▼
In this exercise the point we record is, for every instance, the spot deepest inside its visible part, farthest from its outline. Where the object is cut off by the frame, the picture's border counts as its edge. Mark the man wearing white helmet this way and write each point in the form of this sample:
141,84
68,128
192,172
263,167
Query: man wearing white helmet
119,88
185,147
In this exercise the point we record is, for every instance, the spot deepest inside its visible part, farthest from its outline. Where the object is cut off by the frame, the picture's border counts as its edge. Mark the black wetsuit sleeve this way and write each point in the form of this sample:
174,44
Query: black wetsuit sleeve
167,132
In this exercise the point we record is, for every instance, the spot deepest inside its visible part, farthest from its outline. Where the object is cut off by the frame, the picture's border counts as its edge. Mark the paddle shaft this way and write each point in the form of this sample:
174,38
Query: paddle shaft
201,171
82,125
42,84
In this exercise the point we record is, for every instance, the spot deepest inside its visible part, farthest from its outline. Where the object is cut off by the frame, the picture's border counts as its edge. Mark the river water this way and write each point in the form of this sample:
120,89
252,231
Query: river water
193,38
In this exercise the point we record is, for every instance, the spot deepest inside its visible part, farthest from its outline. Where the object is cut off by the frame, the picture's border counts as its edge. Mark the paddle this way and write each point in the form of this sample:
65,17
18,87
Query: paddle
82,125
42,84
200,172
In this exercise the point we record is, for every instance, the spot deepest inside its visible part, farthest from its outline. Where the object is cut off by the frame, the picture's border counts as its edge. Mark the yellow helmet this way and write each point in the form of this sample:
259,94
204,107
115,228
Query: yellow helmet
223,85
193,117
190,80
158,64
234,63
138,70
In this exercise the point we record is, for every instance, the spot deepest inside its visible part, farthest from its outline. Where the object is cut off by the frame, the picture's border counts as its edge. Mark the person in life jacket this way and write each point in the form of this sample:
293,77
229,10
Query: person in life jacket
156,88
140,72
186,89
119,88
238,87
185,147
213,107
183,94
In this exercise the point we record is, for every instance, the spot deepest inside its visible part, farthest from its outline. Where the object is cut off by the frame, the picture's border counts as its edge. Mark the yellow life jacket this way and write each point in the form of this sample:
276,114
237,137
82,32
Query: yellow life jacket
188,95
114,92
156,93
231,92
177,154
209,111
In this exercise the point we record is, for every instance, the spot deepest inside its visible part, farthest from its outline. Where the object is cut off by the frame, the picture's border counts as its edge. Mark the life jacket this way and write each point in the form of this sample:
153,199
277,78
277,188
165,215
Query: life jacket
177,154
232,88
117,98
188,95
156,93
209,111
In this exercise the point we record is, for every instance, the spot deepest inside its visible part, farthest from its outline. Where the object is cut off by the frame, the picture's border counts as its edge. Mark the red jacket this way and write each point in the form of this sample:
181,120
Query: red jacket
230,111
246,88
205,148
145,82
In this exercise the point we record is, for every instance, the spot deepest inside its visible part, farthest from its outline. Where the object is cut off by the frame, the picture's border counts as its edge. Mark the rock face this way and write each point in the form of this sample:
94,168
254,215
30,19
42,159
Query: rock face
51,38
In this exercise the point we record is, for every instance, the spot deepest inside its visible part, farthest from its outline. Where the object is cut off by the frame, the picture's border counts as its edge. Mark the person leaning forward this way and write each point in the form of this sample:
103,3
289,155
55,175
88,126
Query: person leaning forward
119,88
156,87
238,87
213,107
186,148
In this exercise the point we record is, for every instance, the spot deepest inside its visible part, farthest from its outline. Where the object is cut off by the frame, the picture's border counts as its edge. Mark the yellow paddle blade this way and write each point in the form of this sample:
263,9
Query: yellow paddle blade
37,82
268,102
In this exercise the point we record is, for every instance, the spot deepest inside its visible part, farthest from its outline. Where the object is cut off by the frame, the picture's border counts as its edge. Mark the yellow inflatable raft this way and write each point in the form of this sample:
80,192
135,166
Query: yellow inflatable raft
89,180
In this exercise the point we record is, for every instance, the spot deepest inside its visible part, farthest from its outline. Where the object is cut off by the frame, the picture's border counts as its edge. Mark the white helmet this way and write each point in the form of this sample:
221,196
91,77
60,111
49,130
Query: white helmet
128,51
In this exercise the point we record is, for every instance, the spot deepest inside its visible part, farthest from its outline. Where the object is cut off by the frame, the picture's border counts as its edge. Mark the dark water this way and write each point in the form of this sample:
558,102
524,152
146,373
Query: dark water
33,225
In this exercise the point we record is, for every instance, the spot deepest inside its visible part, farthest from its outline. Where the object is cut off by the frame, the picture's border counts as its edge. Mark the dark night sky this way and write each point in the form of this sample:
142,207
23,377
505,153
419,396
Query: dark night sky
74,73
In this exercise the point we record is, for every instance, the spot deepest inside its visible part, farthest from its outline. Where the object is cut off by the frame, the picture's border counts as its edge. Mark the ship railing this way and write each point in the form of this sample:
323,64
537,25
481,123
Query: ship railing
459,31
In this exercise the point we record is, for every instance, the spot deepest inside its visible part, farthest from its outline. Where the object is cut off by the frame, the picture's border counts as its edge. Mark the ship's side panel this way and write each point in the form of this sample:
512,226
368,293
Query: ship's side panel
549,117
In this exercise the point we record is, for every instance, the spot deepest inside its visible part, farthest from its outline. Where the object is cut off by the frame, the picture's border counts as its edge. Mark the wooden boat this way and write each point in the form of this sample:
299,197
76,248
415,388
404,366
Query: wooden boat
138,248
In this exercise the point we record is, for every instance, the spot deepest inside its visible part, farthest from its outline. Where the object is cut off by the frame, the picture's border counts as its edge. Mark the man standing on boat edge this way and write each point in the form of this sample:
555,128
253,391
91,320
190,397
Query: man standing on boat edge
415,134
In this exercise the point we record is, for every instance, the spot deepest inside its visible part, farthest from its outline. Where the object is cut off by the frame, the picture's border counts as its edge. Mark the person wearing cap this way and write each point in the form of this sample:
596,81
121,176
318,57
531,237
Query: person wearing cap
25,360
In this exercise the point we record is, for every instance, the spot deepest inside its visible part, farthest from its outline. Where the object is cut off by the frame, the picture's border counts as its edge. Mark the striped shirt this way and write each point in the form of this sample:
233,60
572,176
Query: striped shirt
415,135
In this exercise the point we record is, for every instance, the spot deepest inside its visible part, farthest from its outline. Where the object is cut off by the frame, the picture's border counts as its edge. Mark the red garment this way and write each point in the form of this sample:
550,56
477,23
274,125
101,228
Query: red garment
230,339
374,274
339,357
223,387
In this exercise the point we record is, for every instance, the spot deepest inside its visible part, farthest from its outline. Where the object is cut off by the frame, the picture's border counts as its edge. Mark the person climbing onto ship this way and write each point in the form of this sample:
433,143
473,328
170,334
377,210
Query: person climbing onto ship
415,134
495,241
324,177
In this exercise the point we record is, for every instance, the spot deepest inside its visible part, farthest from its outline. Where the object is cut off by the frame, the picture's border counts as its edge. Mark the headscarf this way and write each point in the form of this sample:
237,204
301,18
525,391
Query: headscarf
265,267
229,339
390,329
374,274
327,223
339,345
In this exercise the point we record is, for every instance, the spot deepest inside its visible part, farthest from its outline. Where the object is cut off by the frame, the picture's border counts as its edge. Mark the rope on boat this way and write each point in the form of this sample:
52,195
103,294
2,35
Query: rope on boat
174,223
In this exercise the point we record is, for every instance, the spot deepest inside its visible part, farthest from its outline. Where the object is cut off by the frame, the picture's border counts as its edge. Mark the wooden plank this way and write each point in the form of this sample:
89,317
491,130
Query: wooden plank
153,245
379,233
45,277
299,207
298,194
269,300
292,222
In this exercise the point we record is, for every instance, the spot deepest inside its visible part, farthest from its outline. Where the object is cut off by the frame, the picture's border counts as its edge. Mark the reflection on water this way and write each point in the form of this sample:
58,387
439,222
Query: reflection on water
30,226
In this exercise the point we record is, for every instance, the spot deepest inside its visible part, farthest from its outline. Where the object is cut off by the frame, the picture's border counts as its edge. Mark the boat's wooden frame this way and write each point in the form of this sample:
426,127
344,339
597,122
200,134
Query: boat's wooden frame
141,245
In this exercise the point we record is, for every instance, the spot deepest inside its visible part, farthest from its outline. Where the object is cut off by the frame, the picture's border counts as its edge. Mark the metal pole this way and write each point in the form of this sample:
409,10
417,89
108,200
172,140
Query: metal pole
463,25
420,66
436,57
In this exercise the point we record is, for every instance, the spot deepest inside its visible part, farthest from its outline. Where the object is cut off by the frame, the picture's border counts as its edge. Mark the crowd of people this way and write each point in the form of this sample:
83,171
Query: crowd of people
▲
The task:
Give back exactly the lines from the line containing "Mark the boat's" to the end of the entries, and no other lines.

Reply:
In this exercise the point we record is, for every instance, the spot deepest inside its visible part, farthest from its outline. Where the object is cut off by the frame, the picture's border counts as its edge. Mark the boat's wooden frame this way and write each point in the form of this sample:
426,127
344,339
597,122
200,134
Query: boat's wooden frame
141,245
In this exercise the point we record is, for every instance, the spot deepest inside its visible part, farthest from its outline. Where the object is cut off by the frame, the picture's border counts as its edge. Mark the metal pole this way and write each point in the form of this sample:
409,10
417,89
108,200
172,140
Query: metal pole
463,25
420,66
436,57
In this exercise the point we record is, for every instance, the spot deepest inside its visible part, farthest from its outline. Where the object is cut off by the frame, the picture's border counts as its edge. Mark the crowd of people this way and write each point in the form of this sample:
83,171
Query: crowd of people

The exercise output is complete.